Tag Archives: 7-zip

How To Think About Compression, Part 2

Yesterday, I posted part 1 of how to think about compression. If you haven’t read it already, take a look now, so this post makes sense.

Introduction

In the part 1 test, I compressed a 6GB tar file with various tools. This is a good test if you are writing an entire tar file to disk, or if you are writing to tape.

For part 2, I will be compressing each individual file contained in that tarball individually. This is a good test if you back up to hard disk and want quick access to your files. Quite a few tools take this approach — rdiff-backup, rdup, and backuppc are among them.

We can expect performance to be worse both in terms of size and speed for this test. The compressor tool will be executed once per file, instead of once for the entire group of files. This will magnify any startup costs in the tool. It will also reduce compression ratios, because the tools won’t have as large a data set to draw on to look for redundancy.

RECORD SET:
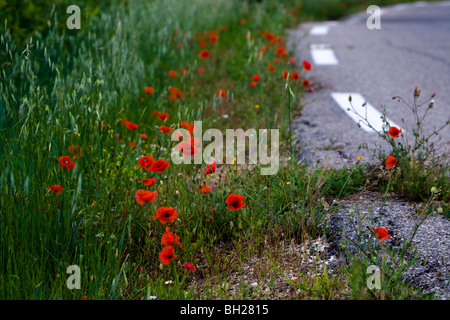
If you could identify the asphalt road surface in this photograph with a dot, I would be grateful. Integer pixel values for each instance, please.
(411, 49)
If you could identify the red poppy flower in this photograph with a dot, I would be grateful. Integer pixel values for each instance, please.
(66, 162)
(204, 54)
(175, 93)
(210, 168)
(184, 124)
(165, 129)
(131, 125)
(381, 233)
(306, 65)
(163, 116)
(191, 128)
(204, 188)
(167, 254)
(271, 68)
(235, 202)
(145, 162)
(394, 132)
(188, 149)
(269, 36)
(221, 93)
(189, 266)
(56, 188)
(165, 214)
(391, 161)
(281, 52)
(148, 182)
(75, 150)
(142, 196)
(170, 239)
(159, 166)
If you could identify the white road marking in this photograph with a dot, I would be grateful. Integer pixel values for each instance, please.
(323, 55)
(319, 31)
(399, 7)
(419, 4)
(372, 114)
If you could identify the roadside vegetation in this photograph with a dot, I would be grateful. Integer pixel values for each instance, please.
(86, 179)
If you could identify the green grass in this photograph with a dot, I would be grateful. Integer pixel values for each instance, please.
(64, 87)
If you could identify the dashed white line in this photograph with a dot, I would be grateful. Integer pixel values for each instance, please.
(319, 30)
(323, 55)
(373, 115)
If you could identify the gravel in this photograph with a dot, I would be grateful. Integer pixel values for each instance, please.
(431, 271)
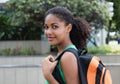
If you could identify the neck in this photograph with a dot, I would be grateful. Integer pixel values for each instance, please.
(63, 46)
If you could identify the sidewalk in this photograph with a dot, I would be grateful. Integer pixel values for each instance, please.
(27, 69)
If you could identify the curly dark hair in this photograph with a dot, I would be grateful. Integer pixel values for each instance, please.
(80, 28)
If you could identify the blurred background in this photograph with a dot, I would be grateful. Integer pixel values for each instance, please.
(23, 44)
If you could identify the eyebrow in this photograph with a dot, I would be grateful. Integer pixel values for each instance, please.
(51, 24)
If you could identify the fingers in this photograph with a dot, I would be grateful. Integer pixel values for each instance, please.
(54, 64)
(51, 58)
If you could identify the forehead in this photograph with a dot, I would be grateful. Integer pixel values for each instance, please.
(52, 19)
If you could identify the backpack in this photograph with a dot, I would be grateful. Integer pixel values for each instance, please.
(91, 69)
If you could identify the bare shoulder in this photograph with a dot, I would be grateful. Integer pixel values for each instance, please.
(67, 57)
(69, 66)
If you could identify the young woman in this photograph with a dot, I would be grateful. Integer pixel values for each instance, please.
(64, 31)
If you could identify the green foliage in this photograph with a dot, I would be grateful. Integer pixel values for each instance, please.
(26, 17)
(17, 51)
(6, 31)
(107, 49)
(116, 17)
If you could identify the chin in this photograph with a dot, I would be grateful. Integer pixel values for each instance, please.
(53, 44)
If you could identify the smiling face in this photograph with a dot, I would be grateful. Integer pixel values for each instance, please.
(56, 30)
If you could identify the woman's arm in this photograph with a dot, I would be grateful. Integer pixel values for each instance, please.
(48, 66)
(70, 68)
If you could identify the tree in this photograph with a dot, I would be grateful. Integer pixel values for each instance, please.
(30, 13)
(116, 17)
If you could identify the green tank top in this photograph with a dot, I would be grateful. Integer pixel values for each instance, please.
(61, 72)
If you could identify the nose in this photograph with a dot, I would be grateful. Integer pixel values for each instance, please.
(48, 31)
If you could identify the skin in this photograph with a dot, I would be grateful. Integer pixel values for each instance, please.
(58, 34)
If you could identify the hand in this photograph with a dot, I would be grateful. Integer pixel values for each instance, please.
(48, 65)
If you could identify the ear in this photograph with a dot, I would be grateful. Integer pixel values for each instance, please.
(69, 27)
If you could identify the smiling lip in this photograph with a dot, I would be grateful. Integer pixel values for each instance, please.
(51, 38)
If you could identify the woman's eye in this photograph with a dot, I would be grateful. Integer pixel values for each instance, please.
(45, 27)
(54, 26)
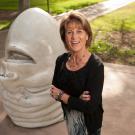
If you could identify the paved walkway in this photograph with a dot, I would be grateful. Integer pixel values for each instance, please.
(118, 94)
(118, 101)
(102, 8)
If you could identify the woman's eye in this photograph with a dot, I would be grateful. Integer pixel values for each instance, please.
(79, 31)
(68, 32)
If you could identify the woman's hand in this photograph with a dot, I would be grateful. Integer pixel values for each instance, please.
(54, 92)
(58, 94)
(85, 96)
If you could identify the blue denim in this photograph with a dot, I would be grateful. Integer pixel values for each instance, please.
(98, 132)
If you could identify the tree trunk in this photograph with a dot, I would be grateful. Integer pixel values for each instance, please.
(23, 4)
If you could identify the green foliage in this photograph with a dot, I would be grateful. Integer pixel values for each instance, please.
(56, 6)
(114, 21)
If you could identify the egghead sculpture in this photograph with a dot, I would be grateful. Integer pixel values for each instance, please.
(32, 46)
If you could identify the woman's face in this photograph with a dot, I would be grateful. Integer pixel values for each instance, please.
(75, 37)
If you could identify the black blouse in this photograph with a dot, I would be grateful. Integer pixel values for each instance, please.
(90, 78)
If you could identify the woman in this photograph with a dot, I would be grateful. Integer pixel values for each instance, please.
(78, 78)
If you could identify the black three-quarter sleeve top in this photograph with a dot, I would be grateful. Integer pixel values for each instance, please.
(88, 78)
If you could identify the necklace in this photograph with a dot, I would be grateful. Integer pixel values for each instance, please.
(75, 64)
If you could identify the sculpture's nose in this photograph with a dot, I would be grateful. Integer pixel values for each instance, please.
(4, 73)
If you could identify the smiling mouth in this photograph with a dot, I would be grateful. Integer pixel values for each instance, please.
(75, 43)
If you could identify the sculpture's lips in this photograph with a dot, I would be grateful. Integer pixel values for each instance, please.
(5, 76)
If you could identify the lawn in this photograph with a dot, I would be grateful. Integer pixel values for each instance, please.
(114, 36)
(56, 6)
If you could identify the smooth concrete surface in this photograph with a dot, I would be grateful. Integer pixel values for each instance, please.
(102, 8)
(118, 102)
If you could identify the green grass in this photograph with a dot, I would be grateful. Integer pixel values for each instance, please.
(104, 28)
(56, 6)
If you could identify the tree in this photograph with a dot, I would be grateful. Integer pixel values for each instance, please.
(23, 4)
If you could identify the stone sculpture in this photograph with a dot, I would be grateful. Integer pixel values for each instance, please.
(32, 46)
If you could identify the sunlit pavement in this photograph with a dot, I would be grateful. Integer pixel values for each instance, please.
(118, 102)
(92, 12)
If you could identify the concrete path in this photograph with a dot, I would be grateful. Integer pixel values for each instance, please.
(118, 102)
(102, 8)
(118, 93)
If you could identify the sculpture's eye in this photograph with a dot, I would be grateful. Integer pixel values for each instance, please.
(16, 56)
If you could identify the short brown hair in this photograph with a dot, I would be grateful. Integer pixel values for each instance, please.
(75, 16)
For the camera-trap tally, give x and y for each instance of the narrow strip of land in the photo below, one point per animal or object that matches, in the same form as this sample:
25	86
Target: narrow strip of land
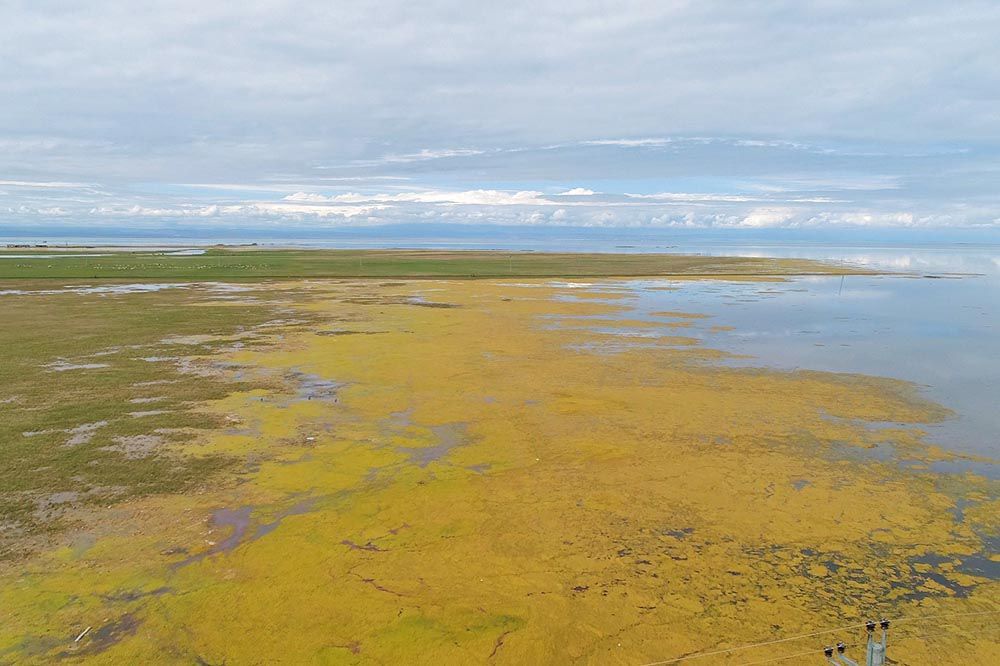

WRITTEN REQUEST: From the compression post above, reproduce everything from "Tag Archives: 7-zip" down to "are among them.".

SOLVED PROBLEM:
Tag Archives: 7-zip

How To Think About Compression, Part 2

Yesterday, I posted part 1 of how to think about compression. If you haven’t read it already, take a look now, so this post makes sense.

Introduction

In the part 1 test, I compressed a 6GB tar file with various tools. This is a good test if you are writing an entire tar file to disk, or if you are writing to tape.

For part 2, I will be compressing each individual file contained in that tarball individually. This is a good test if you back up to hard disk and want quick access to your files. Quite a few tools take this approach — rdiff-backup, rdup, and backuppc are among them.